- _What is being asked_: Quote all lines below exactly. Images stay out.

- _Record excerpts_:
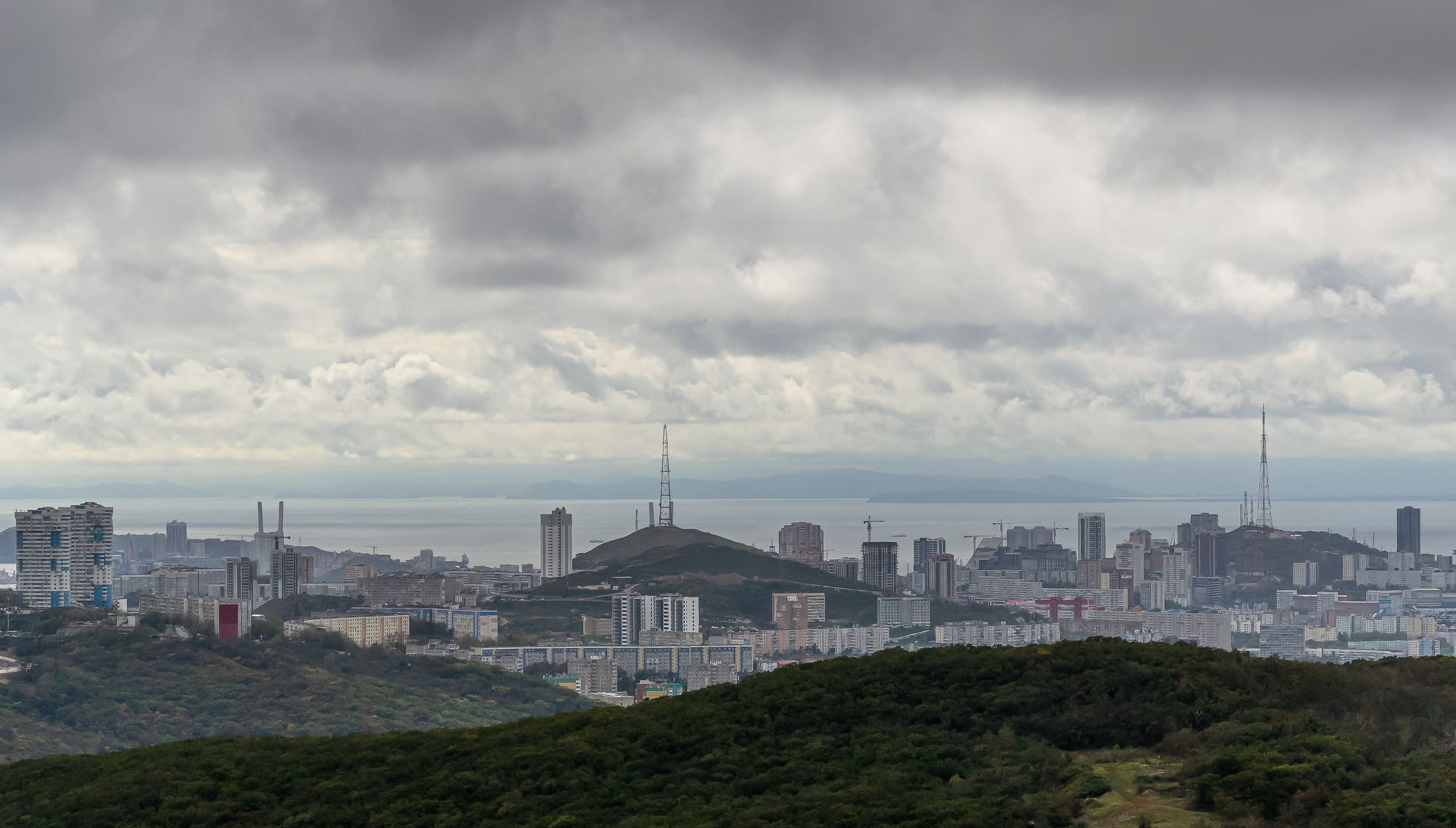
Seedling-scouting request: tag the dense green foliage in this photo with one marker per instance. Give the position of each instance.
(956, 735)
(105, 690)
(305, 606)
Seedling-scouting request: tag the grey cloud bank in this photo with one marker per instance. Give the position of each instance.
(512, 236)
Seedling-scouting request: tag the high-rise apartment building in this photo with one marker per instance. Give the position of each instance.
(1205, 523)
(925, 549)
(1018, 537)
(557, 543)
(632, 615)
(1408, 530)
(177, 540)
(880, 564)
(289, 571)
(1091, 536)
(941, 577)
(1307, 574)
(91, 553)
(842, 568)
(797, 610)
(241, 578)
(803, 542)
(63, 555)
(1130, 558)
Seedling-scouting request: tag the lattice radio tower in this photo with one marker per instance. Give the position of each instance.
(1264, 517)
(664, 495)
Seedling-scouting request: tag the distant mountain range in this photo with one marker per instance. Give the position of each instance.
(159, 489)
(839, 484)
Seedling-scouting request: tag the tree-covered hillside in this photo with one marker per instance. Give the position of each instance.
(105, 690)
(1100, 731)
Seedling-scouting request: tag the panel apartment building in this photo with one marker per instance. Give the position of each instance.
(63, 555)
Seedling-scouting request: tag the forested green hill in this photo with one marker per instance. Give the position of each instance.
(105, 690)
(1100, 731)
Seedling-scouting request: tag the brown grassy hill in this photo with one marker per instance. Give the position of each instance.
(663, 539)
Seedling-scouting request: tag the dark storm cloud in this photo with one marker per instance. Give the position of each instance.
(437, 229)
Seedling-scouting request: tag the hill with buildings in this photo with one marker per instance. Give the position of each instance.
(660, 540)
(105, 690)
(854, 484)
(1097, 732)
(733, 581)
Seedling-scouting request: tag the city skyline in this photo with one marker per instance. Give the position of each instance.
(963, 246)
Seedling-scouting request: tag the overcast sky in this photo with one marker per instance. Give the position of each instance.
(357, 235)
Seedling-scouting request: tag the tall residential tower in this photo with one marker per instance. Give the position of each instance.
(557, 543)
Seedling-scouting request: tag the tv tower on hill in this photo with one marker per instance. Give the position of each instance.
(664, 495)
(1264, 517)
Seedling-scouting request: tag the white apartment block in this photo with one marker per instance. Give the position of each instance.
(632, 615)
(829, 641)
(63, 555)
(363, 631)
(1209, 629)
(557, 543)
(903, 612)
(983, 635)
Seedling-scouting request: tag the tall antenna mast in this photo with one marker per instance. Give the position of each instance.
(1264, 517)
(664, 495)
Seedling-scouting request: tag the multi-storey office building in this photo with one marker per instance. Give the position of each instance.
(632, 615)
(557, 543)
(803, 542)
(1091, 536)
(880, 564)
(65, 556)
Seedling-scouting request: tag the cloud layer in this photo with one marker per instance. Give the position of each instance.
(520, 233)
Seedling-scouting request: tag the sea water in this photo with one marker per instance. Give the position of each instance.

- _Reply_:
Seedling-scouting request: tag the dense green foliage in this photo with one marker per instance. Give the position of each instance.
(956, 735)
(105, 690)
(305, 606)
Seedling-scouting request: tag the grey cloud bank in this photo with one marker per instance. Give the position of each instance.
(512, 236)
Seedling-scouting request: tag the high-rise apartment building in this photo with one marker per instance. Give the position of each instance.
(1205, 523)
(925, 549)
(1018, 537)
(557, 543)
(632, 615)
(1408, 530)
(177, 540)
(880, 564)
(289, 571)
(1091, 536)
(941, 577)
(1307, 574)
(91, 553)
(842, 568)
(797, 610)
(241, 578)
(803, 542)
(63, 555)
(1130, 558)
Seedling-scouting request: tag the lattice radio tower in this photo with one marker per instance. Give the position of each instance.
(1264, 517)
(664, 495)
Seedling-scouting request: tag the distant mountain range in this photo with one marker per instance. Give the position of each instance.
(159, 489)
(839, 484)
Seedling-scouting request: tag the tree-covered hillside in this photo with one marker per instance. Give the position of each instance.
(105, 690)
(1100, 731)
Seedling-scouting request: tag the panel apartment building in this photo with one marker per instance. Give the position of each instance.
(63, 555)
Seedling-scouting request: tag the forested green hill in this photo with one marker per instance. Give the position of each instance.
(105, 690)
(1100, 731)
Seedling-scouting request: tag the brown grassy hill in this photo with one marker per instance. Give the position of each instance.
(663, 539)
Seedling-scouting request: tag the dark storm cloud in this photo with one marker per instance. Give the position of each instance.
(437, 229)
Seedling-scouting request: tag the hill with buildings in this photo with one marker per instance. Give the position of each instance.
(660, 540)
(105, 690)
(854, 484)
(1097, 732)
(733, 581)
Seedling-scouting request: tag the city skyline in this photo with one marker per instance. Give the position of each instance.
(963, 246)
Seedling-scouting request: tag the overcast sky in this photo with one marker per instance. Give the position of each instance.
(357, 235)
Seedling-scouting request: tag the tall residential tower in this photo with one marker per instance. Give the position of each instance.
(557, 543)
Seedling-scouting request: tag the tv tower on hill in this photo with one marker per instance. Give the position of each instance.
(664, 495)
(1264, 517)
Seedling-scouting request: tag the white apartment block in this photo with one marker per instance. Give the position of each instance.
(632, 615)
(829, 641)
(63, 555)
(363, 631)
(1209, 629)
(557, 543)
(903, 612)
(983, 635)
Seedling-scouting request: tag the tall antenna mast in this photo with one marker per instance. Give the position of each instance.
(1264, 517)
(664, 495)
Seedling-scouting request: tag the multi-storey office building in this photo with one marker per instance. Give the position of each instance.
(632, 615)
(557, 543)
(803, 542)
(1091, 536)
(880, 564)
(65, 556)
Seedling-scouting request: tag the cloud layer in this photo with one marker per instance. Give the position of each instance.
(520, 233)
Seedling-scouting request: tag the sea water in this photo with one marker per instance. Give the position of each instance.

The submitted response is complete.